== PASSAGE PROVIDED ==
Request for review (s): 7173959 : Jvm crashed during coherence exabus (tmb) testing
Bengt Rutisson
bengt.rutisson at oracle.com
Tue Dec 18 12:29:59 PST 2012
Hi all,
One final update on this. I pushed this change both in to the hotspot-gc
repository and to the hs24 repository:
http://hg.openjdk.java.net/hsx/hotspot-gc/hotspot/rev/730cc4ddd550
http://hg.openjdk.java.net/hsx/hsx24/hotspot/rev/e1d9b04b560b
But I forgot to add "Contributed-by" for Mikael Gerdin ( mgerdin). That
should definitely have been the case since he deserves a large part of
the credit for this fix.
Hopefully this email message will be of some help in recording his work
for this fix for future reference.
Bengt
On 12/17/12 8:36 AM, Bengt Rutisson wrote:
>
> Hi Coleen,
>
> Thanks for suggesting the comments. I added them to the os files.
>
>
> David, Coleen, Zhengyu and Vitaly,
>
> Thanks for the reviews! All set to push this now.
>
> Bengt
>
>
> On 12/14/12 4:49 PM, Coleen Phillimore wrote:
>> On 12/14/2012 10:24 AM, Bengt Rutisson wrote:
>>>
>>> Hi Coleen,
>>>
>>> Thanks for looking at this!
>>>
>>> On 12/14/12 2:21 PM, Coleen Phillimore wrote:
>>>> On 12/14/2012 3:48 AM, Bengt Rutisson wrote:
>>>>>
>>>>> Hi again Runtime team,
>>>>>
>>>>> I need one more review for this change. It is a P1 bug with a
>>>>> fairly small change. Any takers?
>>>>>
>>>>> Latest webrev based on comments from David Holmes and Vitaly
>>>>> Davidovich:
>>>>> http://cr.openjdk.java.net/~brutisso/7173959/webrev.03/
>>>>
>>>> Hi Bengt, This code looks good to me but I asked Zhengyu to check
>>>> it to make sure it doesn't have any bad NMT interactions.
>>>
>>> Thanks! He just replied.
>>>>
>>>> Also the writeup is great below, but can you add these comments to
>>>> the code in os_posix.cpp. I had to go back to the email to figure
>>>> out why you are doing this.

== DATA RECORDS ==

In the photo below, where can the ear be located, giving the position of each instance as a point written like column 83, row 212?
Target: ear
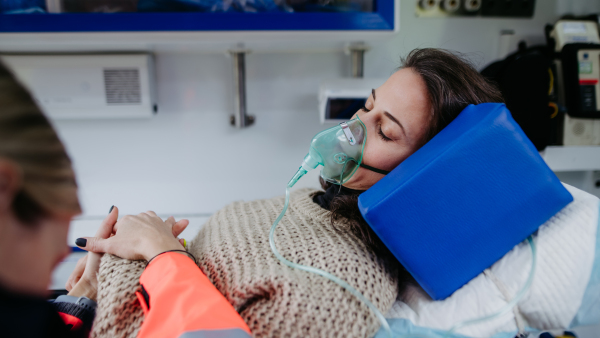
column 10, row 183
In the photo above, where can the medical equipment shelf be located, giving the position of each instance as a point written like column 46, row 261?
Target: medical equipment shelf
column 382, row 19
column 571, row 158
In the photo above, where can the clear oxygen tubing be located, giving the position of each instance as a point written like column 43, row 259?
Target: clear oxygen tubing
column 357, row 294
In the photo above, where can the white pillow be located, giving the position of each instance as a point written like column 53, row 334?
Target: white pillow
column 565, row 291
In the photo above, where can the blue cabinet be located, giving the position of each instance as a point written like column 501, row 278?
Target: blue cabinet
column 381, row 19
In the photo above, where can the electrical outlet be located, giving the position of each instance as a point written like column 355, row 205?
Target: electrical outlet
column 447, row 8
column 508, row 8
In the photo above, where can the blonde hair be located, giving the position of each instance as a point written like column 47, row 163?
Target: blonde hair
column 28, row 139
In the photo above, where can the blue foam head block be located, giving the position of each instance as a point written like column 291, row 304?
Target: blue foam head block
column 463, row 200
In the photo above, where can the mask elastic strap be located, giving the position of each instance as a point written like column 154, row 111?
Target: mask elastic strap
column 379, row 171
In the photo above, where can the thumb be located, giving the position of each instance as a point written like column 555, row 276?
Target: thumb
column 179, row 226
column 93, row 244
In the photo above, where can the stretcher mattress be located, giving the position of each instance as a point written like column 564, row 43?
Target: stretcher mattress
column 565, row 292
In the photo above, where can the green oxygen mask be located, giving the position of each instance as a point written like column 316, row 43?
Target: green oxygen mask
column 339, row 150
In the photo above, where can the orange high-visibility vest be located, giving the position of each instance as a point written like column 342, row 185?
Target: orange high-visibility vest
column 180, row 301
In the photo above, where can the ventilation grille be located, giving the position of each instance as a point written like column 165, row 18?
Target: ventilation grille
column 122, row 86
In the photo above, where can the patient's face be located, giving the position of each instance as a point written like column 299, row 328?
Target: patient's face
column 397, row 120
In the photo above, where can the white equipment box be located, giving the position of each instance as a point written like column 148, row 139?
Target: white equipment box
column 88, row 86
column 340, row 99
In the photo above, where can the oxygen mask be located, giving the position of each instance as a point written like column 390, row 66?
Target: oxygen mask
column 339, row 150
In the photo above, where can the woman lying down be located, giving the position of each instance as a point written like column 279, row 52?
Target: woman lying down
column 324, row 230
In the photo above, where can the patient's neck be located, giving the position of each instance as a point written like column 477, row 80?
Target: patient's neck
column 324, row 200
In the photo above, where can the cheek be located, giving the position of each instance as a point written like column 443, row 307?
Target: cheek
column 380, row 156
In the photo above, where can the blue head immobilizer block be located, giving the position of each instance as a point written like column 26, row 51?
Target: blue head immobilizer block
column 464, row 199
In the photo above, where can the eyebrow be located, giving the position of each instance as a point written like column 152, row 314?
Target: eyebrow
column 390, row 116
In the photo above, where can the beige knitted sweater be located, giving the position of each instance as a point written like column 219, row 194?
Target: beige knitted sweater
column 275, row 301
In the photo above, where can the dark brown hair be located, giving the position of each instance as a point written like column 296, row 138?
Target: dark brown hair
column 453, row 83
column 28, row 140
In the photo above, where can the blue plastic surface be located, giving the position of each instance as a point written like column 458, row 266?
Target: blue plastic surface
column 382, row 19
column 464, row 199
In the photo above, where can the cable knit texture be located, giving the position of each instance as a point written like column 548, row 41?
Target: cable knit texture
column 275, row 301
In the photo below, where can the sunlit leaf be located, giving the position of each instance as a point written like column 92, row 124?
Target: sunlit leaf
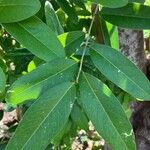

== EXERCISES TO COMPLETE ==
• A. Answer these questions using the code review thread:
(i) Into which two repositories was the change pushed?
(ii) Whose name was left out of the "Contributed-by" line?
(iii) In which file did Coleen ask for the comments to be added?
• B. Pick up the code review thread after its last line and continue it.
The rows stand apart from the code review thread as separate material.

== THE ANSWERS ==
• A.
(i) The hotspot-gc repository and the hs24 repository.
(ii) Mikael Gerdin (mgerdin).
(iii) os_posix.cpp.

• B.
>>>
>>> I'm not really sure where to put such a comment. I think the writeup
>>> I did mostly makes sense when you compare it to the old code. Also,
>>> the affected code is in the middle of ReservedSpace::initialize(). I
>>> think it would look strange with a large comment there. In the
>>> os_posix/windows files the comment does not make much sense in my
>>> opinion.
>>>
>>> I could add a comment in ReservedSpace::initialize() that refers to
>>> the Jira issue. But I'm not a big fan of such comments.
>>
>> I agree we shouldn't point to bugs in the source code. A comment at
>> the top of the os_posix version of this function that paraphrases
>> below why you are not re-reserving in a loop like windows would be
>> sufficient. That trimming memory at either end is allowed on
>> posix-like os's and is thread-safe, something like:
>>
>> // Multiple threads can race in this code, and can remap over each
>> other with MAP_FIXED, so on posix, unmap the section
>> // at the start and at the end of the chunk that we mapped to get
>> requested alignment.
>>
>> os_windows:
>>
>> // Multiple threads can race in this code but it's not possible to
>> remap with a section of virtual space to get requested alignment,
>> like posix-like os's.
>> // Windows prevents multiple thread from remapping over each other so
>> this loop is thread-safe.
>>
>> I just want something to document why they are different.
>>
>>>
>>>>
>>>> I don't understand why there are racing threads. I thought all
>>>> the heap space was initialized at the start of the vm when it is
>>>> single threaded?
>>>
>>> I would have to look up exactly when we set up the heap to see if we
>>> are single threaded at that point. The issue we saw was with setting
>>> up the GC bitmaps. At that point we are multithreaded and we are for
>>> example mapping memory for the GC worker threads at the same time.
>>
>> I see.
>>
>> Coleen
>>>
>>>
>>> Thanks again for looking at this!
>>> Bengt
>>>
>>>>
>>>> thanks,
>>>> Coleen
>>>>
>>>>>
>>>>> Thanks,
>>>>> Bengt
>>>>>
>>>>>
>>>>> On 12/14/12 9:29 AM, Bengt Rutisson wrote:
>>>>>>
>>>>>> Hi David,
>>>>>>
>>>>>> On 12/14/12 1:38 AM, David Holmes wrote:
>>>>>>> Hi Bengt,
>>>>>>>
>>>>>>> That all sounds good to me.
>>>>>>>
>>>>>>> With regard to potential overflow perhaps a simple check that
>>>>>>> extra_size does not overflow? If that is true and extra_base is
>>>>>>> not null then I think all the other calculations must be valid.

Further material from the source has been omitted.